◆ **Problem details**
Write down each of the following entries word for word, with every line and number unchanged.

____________

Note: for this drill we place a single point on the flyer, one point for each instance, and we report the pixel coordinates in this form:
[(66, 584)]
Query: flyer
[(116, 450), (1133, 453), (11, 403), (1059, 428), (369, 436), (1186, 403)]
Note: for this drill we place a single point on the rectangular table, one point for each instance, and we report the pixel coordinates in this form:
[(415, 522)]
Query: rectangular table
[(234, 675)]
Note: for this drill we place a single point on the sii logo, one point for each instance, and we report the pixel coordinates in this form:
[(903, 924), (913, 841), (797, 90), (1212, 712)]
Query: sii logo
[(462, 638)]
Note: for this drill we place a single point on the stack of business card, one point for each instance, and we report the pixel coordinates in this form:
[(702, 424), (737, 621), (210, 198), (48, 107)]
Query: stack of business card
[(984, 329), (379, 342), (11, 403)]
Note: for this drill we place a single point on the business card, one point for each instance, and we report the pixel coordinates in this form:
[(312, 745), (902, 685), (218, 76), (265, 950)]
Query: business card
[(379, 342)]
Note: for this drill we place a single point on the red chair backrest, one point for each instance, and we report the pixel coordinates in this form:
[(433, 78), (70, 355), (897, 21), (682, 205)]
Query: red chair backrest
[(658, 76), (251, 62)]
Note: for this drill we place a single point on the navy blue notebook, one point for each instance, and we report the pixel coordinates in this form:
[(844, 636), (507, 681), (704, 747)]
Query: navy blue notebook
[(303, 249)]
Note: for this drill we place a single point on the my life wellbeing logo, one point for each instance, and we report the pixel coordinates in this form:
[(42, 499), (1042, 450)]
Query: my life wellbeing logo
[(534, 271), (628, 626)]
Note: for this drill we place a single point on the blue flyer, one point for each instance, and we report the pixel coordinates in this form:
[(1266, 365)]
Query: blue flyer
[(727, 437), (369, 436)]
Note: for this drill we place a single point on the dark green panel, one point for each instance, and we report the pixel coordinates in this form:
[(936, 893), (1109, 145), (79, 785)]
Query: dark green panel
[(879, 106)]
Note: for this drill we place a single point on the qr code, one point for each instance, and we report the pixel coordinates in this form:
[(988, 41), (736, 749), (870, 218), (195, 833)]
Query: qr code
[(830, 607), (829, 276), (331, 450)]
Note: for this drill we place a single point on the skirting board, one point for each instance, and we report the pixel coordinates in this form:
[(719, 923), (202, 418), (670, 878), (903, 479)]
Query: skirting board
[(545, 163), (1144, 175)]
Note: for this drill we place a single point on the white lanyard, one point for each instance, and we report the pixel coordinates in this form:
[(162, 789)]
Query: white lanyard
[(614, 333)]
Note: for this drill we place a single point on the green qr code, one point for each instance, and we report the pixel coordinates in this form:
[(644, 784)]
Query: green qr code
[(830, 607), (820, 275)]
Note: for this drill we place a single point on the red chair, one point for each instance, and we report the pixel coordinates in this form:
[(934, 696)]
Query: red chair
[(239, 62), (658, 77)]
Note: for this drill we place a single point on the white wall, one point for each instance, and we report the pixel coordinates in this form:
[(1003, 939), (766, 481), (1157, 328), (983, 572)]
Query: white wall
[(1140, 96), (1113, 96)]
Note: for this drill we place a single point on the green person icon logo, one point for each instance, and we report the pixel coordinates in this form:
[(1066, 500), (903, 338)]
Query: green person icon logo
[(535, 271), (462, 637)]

____________

◆ **Task output**
Note: for this drill we place a single point on the flyer, one point for each instance, and we report the pixel coordinates in this form:
[(66, 584)]
Query: flyer
[(116, 450), (1133, 453), (11, 403), (1059, 428), (369, 436), (1186, 403)]
Note: for this drill we place a single point on the rectangular table, one point for each instance, and we report the pixel coordinates in this form:
[(415, 522)]
Query: rectangular table
[(234, 675)]
Note: for this drill we place a single point on the sii logo, one point for each instance, and we report the pixel coordinates in this form:
[(903, 924), (913, 841), (797, 90), (1212, 712)]
Query: sii logo
[(462, 638)]
Note: for this drill we place a single point on the stack of business card, one point for each instance, and we report the pixel coordinates in this form:
[(702, 424), (737, 621), (210, 198), (48, 107)]
Query: stack of business card
[(984, 329), (379, 342), (11, 403)]
Note: for this drill we place a single point on the business card, one point for each instance, and we report the pixel coordinates in this form:
[(312, 745), (902, 685), (218, 76), (265, 950)]
Query: business card
[(379, 342)]
Note: for this drill we place a single point on the red chair backrest, one point for each instance, and we report the pixel coordinates in this form:
[(433, 78), (70, 355), (897, 21), (682, 205)]
Query: red chair backrest
[(658, 76), (251, 62)]
Note: for this drill we place a single point on the navy blue notebook, one point for each instance, and we report the pixel coordinates in this form:
[(844, 636), (507, 681), (704, 747)]
Query: navy blue notebook
[(303, 249)]
Note: for this drill we place a single point on the my life wellbeing logo, one point for each instance, and we report the pixel coordinates in this form:
[(42, 499), (1042, 450)]
Query: my life wellbeing logo
[(534, 271), (628, 626)]
Note: for this drill we place a single point on the blue flyer, one point for each instance, and we report the pixel coordinates in this form:
[(1266, 365)]
Query: blue flyer
[(727, 437), (369, 436)]
Note: for this drill we place a single point on the dark green panel, one point for each instance, and we report the pixel coordinates in this form:
[(936, 893), (1109, 145), (79, 785)]
Query: dark green panel
[(879, 106)]
Note: for this drill we place a single point on the qr code, one point for each instance, and we report the pixel coordinates in this form:
[(988, 41), (736, 749), (870, 218), (195, 833)]
Query: qr code
[(830, 607), (829, 276), (331, 450)]
Note: for this drill we place a single point on the skirting board, one point for each instance, and we report the pixel coordinates in this form:
[(719, 923), (202, 418), (670, 878), (903, 479)]
Query: skirting board
[(545, 163), (1144, 175)]
Note: for this drill we place a single point on the white lanyard, one point for each instance, and we report the pixel coordinates in this form:
[(162, 789)]
Query: white lanyard
[(614, 333)]
Note: for this drill we place a single point on the green qr code, one point for each instance, and we report the pixel coordinates in this form:
[(644, 784)]
Query: green qr code
[(830, 607), (820, 275)]
Note: for this drill we place a single point on the red chair, one point for each instance, and we report the pixel coordinates in this form:
[(934, 696)]
Query: red chair
[(239, 62), (658, 77)]
Note: for this drill we place a single point on the white wall, one point for each instance, and we report the pixel coordinates in this form:
[(1003, 939), (766, 481), (1157, 328), (983, 572)]
Query: white wall
[(1140, 96), (1113, 96)]
Note: for this drill we place a single point on the green person icon logo, one point for each instance, and we report the pixel coordinates in this form:
[(1066, 500), (903, 338)]
Query: green person icon logo
[(535, 271), (462, 637)]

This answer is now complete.